Data ->
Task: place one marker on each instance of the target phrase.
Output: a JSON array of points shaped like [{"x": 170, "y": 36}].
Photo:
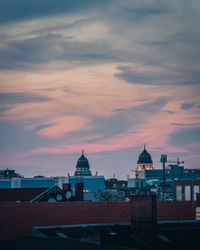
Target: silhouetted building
[
  {"x": 82, "y": 166},
  {"x": 144, "y": 162},
  {"x": 8, "y": 174}
]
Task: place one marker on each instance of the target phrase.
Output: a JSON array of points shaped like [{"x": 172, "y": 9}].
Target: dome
[
  {"x": 144, "y": 157},
  {"x": 82, "y": 162}
]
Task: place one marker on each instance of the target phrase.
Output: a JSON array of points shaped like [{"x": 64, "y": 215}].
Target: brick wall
[
  {"x": 176, "y": 210},
  {"x": 17, "y": 219}
]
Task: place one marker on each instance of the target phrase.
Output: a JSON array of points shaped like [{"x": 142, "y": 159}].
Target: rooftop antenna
[{"x": 163, "y": 159}]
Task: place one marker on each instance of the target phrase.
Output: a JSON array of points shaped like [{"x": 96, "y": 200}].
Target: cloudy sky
[{"x": 106, "y": 76}]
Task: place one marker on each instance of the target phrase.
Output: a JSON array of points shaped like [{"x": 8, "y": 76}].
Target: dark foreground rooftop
[{"x": 32, "y": 243}]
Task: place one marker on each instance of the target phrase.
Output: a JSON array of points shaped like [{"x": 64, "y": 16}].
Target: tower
[
  {"x": 144, "y": 161},
  {"x": 82, "y": 166}
]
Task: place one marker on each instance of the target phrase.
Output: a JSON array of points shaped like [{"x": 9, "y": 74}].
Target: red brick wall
[
  {"x": 176, "y": 210},
  {"x": 17, "y": 219}
]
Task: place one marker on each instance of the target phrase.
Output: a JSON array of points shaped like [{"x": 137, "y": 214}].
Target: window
[
  {"x": 179, "y": 193},
  {"x": 195, "y": 191},
  {"x": 187, "y": 193}
]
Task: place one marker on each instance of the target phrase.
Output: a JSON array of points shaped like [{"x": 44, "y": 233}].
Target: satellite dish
[
  {"x": 59, "y": 197},
  {"x": 51, "y": 199},
  {"x": 68, "y": 195}
]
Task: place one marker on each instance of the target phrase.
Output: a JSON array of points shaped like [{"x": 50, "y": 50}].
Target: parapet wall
[{"x": 17, "y": 219}]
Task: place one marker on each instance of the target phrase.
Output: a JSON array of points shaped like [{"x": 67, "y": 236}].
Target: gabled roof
[{"x": 19, "y": 194}]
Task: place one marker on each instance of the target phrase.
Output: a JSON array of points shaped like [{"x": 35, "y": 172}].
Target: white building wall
[
  {"x": 187, "y": 193},
  {"x": 179, "y": 193}
]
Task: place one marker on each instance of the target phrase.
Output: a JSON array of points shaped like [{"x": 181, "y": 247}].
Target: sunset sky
[{"x": 106, "y": 76}]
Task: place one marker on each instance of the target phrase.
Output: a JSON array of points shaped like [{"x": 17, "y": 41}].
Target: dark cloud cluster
[
  {"x": 13, "y": 98},
  {"x": 187, "y": 106},
  {"x": 12, "y": 11}
]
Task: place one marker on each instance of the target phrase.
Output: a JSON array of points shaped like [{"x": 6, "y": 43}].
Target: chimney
[
  {"x": 79, "y": 191},
  {"x": 66, "y": 187}
]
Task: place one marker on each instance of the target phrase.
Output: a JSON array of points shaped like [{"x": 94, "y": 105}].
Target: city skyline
[{"x": 105, "y": 77}]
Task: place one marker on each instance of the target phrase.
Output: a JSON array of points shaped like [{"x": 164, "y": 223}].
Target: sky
[{"x": 105, "y": 76}]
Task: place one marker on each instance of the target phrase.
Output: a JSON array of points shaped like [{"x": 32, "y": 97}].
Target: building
[
  {"x": 144, "y": 162},
  {"x": 171, "y": 172},
  {"x": 82, "y": 166},
  {"x": 113, "y": 183},
  {"x": 8, "y": 174},
  {"x": 186, "y": 190}
]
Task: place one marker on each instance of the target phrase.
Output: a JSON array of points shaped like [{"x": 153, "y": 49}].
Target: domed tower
[
  {"x": 144, "y": 161},
  {"x": 82, "y": 166}
]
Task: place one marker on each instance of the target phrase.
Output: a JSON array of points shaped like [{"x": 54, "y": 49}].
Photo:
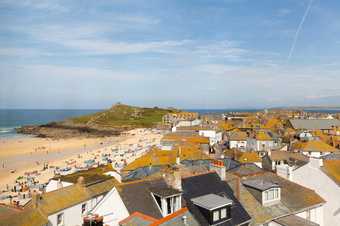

What the task asks ->
Pick out and copy every line in the rows above that contains the string "building". Case counts.

Task solution ->
Target: silhouetted building
Target: white building wall
Target: building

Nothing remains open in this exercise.